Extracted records

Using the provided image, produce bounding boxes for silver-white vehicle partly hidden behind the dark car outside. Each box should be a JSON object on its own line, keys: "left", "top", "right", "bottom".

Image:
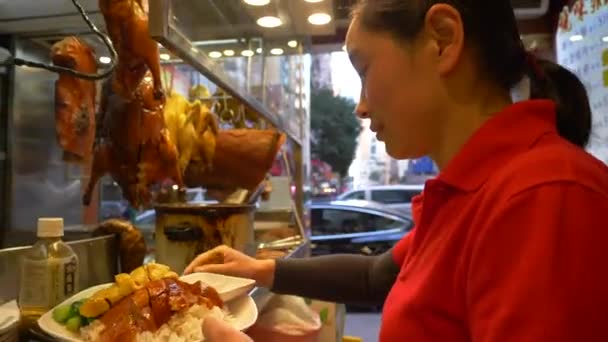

{"left": 337, "top": 184, "right": 424, "bottom": 215}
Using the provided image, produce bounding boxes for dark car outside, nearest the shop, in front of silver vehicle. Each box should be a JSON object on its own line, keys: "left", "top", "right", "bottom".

{"left": 309, "top": 200, "right": 413, "bottom": 255}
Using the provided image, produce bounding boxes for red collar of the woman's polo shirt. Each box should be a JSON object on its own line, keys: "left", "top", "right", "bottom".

{"left": 437, "top": 100, "right": 557, "bottom": 191}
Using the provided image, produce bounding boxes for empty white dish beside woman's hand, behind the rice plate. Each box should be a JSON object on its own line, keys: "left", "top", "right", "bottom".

{"left": 179, "top": 272, "right": 255, "bottom": 302}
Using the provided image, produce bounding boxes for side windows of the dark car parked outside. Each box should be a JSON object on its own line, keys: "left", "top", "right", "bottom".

{"left": 311, "top": 209, "right": 404, "bottom": 235}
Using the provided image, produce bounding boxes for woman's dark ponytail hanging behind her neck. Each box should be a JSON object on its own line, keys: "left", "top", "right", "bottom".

{"left": 527, "top": 58, "right": 592, "bottom": 148}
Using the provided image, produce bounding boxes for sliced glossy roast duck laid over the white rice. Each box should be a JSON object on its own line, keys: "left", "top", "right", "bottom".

{"left": 92, "top": 278, "right": 223, "bottom": 342}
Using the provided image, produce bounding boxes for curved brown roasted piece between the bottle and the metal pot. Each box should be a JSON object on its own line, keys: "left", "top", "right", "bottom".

{"left": 93, "top": 219, "right": 146, "bottom": 272}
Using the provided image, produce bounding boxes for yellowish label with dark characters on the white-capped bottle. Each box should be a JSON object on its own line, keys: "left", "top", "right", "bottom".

{"left": 19, "top": 256, "right": 79, "bottom": 309}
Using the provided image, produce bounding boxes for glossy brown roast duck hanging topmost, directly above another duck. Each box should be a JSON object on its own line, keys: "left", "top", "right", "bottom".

{"left": 99, "top": 0, "right": 163, "bottom": 99}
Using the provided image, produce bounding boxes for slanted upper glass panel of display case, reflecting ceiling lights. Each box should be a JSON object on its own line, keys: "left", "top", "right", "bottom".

{"left": 159, "top": 0, "right": 309, "bottom": 142}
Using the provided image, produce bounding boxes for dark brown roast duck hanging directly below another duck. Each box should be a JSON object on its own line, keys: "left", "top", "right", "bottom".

{"left": 83, "top": 73, "right": 182, "bottom": 208}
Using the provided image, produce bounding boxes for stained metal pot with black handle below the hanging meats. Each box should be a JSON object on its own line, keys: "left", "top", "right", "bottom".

{"left": 155, "top": 204, "right": 256, "bottom": 273}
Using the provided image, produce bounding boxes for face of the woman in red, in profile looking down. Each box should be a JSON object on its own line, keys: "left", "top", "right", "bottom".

{"left": 346, "top": 18, "right": 441, "bottom": 159}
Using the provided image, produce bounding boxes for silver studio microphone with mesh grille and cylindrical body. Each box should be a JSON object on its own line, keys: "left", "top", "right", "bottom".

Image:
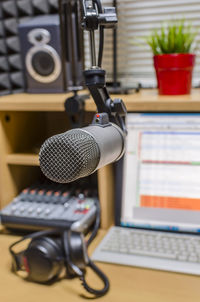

{"left": 39, "top": 114, "right": 125, "bottom": 183}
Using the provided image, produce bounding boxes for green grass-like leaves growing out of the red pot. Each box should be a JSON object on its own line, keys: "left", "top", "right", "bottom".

{"left": 146, "top": 20, "right": 197, "bottom": 55}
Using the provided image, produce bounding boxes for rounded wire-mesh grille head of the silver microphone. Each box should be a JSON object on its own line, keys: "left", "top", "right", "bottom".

{"left": 39, "top": 129, "right": 100, "bottom": 183}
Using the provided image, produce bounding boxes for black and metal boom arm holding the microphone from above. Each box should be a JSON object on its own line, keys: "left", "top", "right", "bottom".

{"left": 81, "top": 0, "right": 127, "bottom": 134}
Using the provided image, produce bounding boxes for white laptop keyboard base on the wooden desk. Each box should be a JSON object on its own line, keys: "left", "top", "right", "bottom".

{"left": 92, "top": 227, "right": 200, "bottom": 275}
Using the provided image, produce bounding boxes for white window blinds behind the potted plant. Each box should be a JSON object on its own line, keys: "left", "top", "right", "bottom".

{"left": 85, "top": 0, "right": 200, "bottom": 87}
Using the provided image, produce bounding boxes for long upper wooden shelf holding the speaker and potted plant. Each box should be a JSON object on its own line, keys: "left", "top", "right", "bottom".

{"left": 0, "top": 89, "right": 200, "bottom": 112}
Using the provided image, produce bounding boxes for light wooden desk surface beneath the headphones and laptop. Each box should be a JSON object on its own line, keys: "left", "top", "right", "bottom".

{"left": 0, "top": 231, "right": 200, "bottom": 302}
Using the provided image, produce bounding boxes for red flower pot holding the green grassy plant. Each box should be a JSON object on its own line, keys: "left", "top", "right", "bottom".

{"left": 154, "top": 53, "right": 195, "bottom": 95}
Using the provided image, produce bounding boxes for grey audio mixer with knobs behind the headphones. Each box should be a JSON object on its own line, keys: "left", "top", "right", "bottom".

{"left": 0, "top": 185, "right": 98, "bottom": 232}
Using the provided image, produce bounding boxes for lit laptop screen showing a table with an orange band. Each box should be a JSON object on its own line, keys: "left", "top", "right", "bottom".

{"left": 120, "top": 113, "right": 200, "bottom": 232}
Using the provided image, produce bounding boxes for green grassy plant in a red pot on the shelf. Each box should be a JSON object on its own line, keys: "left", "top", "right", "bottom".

{"left": 147, "top": 20, "right": 197, "bottom": 95}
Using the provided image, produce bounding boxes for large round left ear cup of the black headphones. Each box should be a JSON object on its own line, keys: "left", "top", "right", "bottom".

{"left": 24, "top": 237, "right": 63, "bottom": 283}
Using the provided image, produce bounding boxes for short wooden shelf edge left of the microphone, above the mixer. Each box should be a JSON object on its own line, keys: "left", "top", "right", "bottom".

{"left": 6, "top": 153, "right": 39, "bottom": 166}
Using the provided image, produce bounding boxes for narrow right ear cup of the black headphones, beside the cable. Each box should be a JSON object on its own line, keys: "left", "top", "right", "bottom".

{"left": 69, "top": 232, "right": 88, "bottom": 269}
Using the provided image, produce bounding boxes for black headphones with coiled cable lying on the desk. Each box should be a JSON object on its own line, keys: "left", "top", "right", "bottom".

{"left": 9, "top": 229, "right": 109, "bottom": 296}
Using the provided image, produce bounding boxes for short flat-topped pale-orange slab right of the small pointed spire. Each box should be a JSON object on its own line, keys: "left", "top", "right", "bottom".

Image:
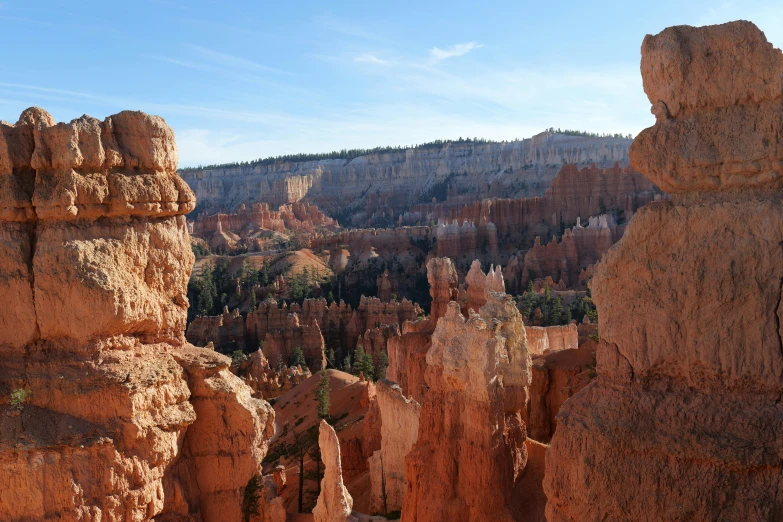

> _ACTIVITY_
Verbatim repetition of the entries is required, excluding any pictures.

> _SOLUTION_
Using the provided image, produce bounding boxes for silver-white vehicle partly hidden behind the dark car outside. Each box should be a JSON object on its own line, keys: "left", "top", "right", "bottom".

Image:

{"left": 337, "top": 184, "right": 424, "bottom": 215}
Using the provided image, produce bounding boxes for dark car outside, nearest the shop, in front of silver vehicle. Each box should be a JSON object on its own line, keys: "left", "top", "right", "bottom".

{"left": 309, "top": 200, "right": 413, "bottom": 255}
Using the provided image, produce bounding boxes for red collar of the woman's polo shirt. Each box should be a JSON object on its own line, keys: "left", "top", "right", "bottom".

{"left": 437, "top": 100, "right": 557, "bottom": 191}
Using the provided image, produce bounding boxes for empty white dish beside woman's hand, behind the rice plate. Each box should be a JSON object on its own line, keys: "left", "top", "right", "bottom".

{"left": 179, "top": 272, "right": 255, "bottom": 302}
Using the provided image, produce bounding boxes for side windows of the dark car parked outside. Each box should be a JSON object on its own line, keys: "left", "top", "right", "bottom".

{"left": 311, "top": 209, "right": 404, "bottom": 235}
Using the provided image, produce bounding boxes for woman's dark ponytail hanging behind her neck. Each box should be a JSON object on its own line, keys: "left", "top", "right", "bottom".

{"left": 527, "top": 58, "right": 592, "bottom": 148}
Using the provided image, produce bounding boxes for sliced glossy roast duck laid over the white rice. Each box should be a JSON object on its own line, keys: "left", "top", "right", "bottom".

{"left": 92, "top": 278, "right": 223, "bottom": 342}
Using the provided image, produce bounding boxes for curved brown roasted piece between the bottle and the metal pot. Each box should be a JSON object on its own line, keys: "left", "top", "right", "bottom".

{"left": 93, "top": 219, "right": 146, "bottom": 272}
Using the provided image, produce bounding boxes for yellowish label with dark characters on the white-capped bottle. Each box should be a JSON object on its own line, keys: "left", "top", "right", "bottom".

{"left": 19, "top": 256, "right": 79, "bottom": 309}
Using the provided image, produce bounding boxes for glossy brown roast duck hanging topmost, directly above another duck. Each box should be a JSON object on its own line, keys: "left", "top", "right", "bottom".

{"left": 99, "top": 0, "right": 163, "bottom": 99}
Using the provided image, produce bounding boxes for slanted upper glass panel of display case, reflecting ceiling lights. Each box should be a JSON object on its own line, keys: "left", "top", "right", "bottom".

{"left": 159, "top": 0, "right": 309, "bottom": 142}
Using the provided image, produce bounding boxes for dark brown roast duck hanging directly below another duck. Each box should be a JSON object on its own line, keys: "left", "top", "right", "bottom".

{"left": 83, "top": 73, "right": 182, "bottom": 208}
Using the provided image, produce bounding boxes for stained metal pot with black handle below the hanging meats. Each box should be a JSON object on its own line, keys: "left", "top", "right", "bottom".

{"left": 155, "top": 204, "right": 256, "bottom": 273}
Using the provided image, produce bounding boxes for face of the woman in red, in profile looking down. Each box should be a JSON object on its own line, keys: "left", "top", "right", "bottom".

{"left": 346, "top": 18, "right": 441, "bottom": 159}
Using the provided image, produce bounding boxes for silver studio microphone with mesh grille and cylindrical body. Each box should be a JSON object on its own line, keys: "left", "top", "right", "bottom".

Image:

{"left": 39, "top": 114, "right": 125, "bottom": 183}
Using the provided image, produce bounding boxes for green grass-like leaves growing out of the red pot. Each box should be a JSON object on its own line, keys: "left", "top", "right", "bottom".

{"left": 146, "top": 20, "right": 197, "bottom": 55}
Using the provided image, produce bounding boxes for rounded wire-mesh grille head of the silver microphone. Each box should be a JSON object on its own line, keys: "left", "top", "right", "bottom".

{"left": 39, "top": 129, "right": 100, "bottom": 183}
Using the provided image, produce bounding boxes for black and metal boom arm holding the microphone from above. Each box should be a JSON object on its own line, keys: "left", "top", "right", "bottom".

{"left": 81, "top": 0, "right": 127, "bottom": 134}
Using the provided image, produce bounding boxes for white laptop keyboard base on the wooden desk. Each box should be a JSON object on its own line, keys: "left", "top", "right", "bottom".

{"left": 92, "top": 227, "right": 200, "bottom": 275}
Using the provided image, produce bounding boxes for white window blinds behind the potted plant. Each box should be a JSON object on its own line, keys: "left", "top", "right", "bottom".

{"left": 85, "top": 0, "right": 200, "bottom": 87}
Using the provided image, produce bounding boxes for long upper wooden shelf holding the speaker and potted plant. Each box should be a JSON object on its own line, keys: "left", "top", "right", "bottom".

{"left": 0, "top": 89, "right": 200, "bottom": 112}
Using the provided image, produce bounding boxes for light wooden desk surface beneath the headphones and laptop. Each box should be a JSON object on its own line, keys: "left", "top", "right", "bottom".

{"left": 0, "top": 231, "right": 200, "bottom": 302}
Using the provided image, produce bounding boxes for red flower pot holding the green grassy plant. Each box should be a JSON object on its own line, keys: "left", "top", "right", "bottom".

{"left": 154, "top": 53, "right": 195, "bottom": 95}
Using the provided image, produce bounding boxes for grey audio mixer with knobs behind the headphones. Each box should be a JSON object on its own line, keys: "left", "top", "right", "bottom".

{"left": 0, "top": 185, "right": 98, "bottom": 232}
Using the provided image, produce bounding boxes for lit laptop screen showing a table with an orange band. Each box should be a JSON object on its own line, keys: "left", "top", "right", "bottom".

{"left": 120, "top": 113, "right": 200, "bottom": 232}
Using the provided image, produce bounding boxes for green grassy plant in a red pot on the shelf. Each box should be a JSON object on its own line, keys: "left", "top", "right", "bottom".

{"left": 147, "top": 20, "right": 197, "bottom": 95}
Using the provided image, produce bounding boxes for large round left ear cup of the black headphones. Each box should be a JSON object on its own line, keys: "left", "top", "right", "bottom".

{"left": 24, "top": 237, "right": 63, "bottom": 283}
Using the provided image, produce bounding boxes for short wooden shelf edge left of the microphone, above the mixer. Each box should be a JSON object on its own line, keys: "left", "top", "right", "bottom".

{"left": 6, "top": 153, "right": 39, "bottom": 166}
Using the provided image, produce bounding boxes for narrow right ear cup of the black headphones, beside the cable. Each box should be a JSON object on its own line, keys: "left", "top", "right", "bottom".

{"left": 69, "top": 232, "right": 88, "bottom": 269}
Using the provided image, produce bounding boxes for black headphones with coiled cable lying on the desk. Each box should be a JSON object on its own line, keys: "left", "top", "right", "bottom".

{"left": 9, "top": 229, "right": 109, "bottom": 296}
Using the provided image, produce bounding boxes for short flat-topped pale-orange slab right of the small pointed spire. Each box should be a JSON object on its own line, keys: "left", "top", "right", "bottom".

Image:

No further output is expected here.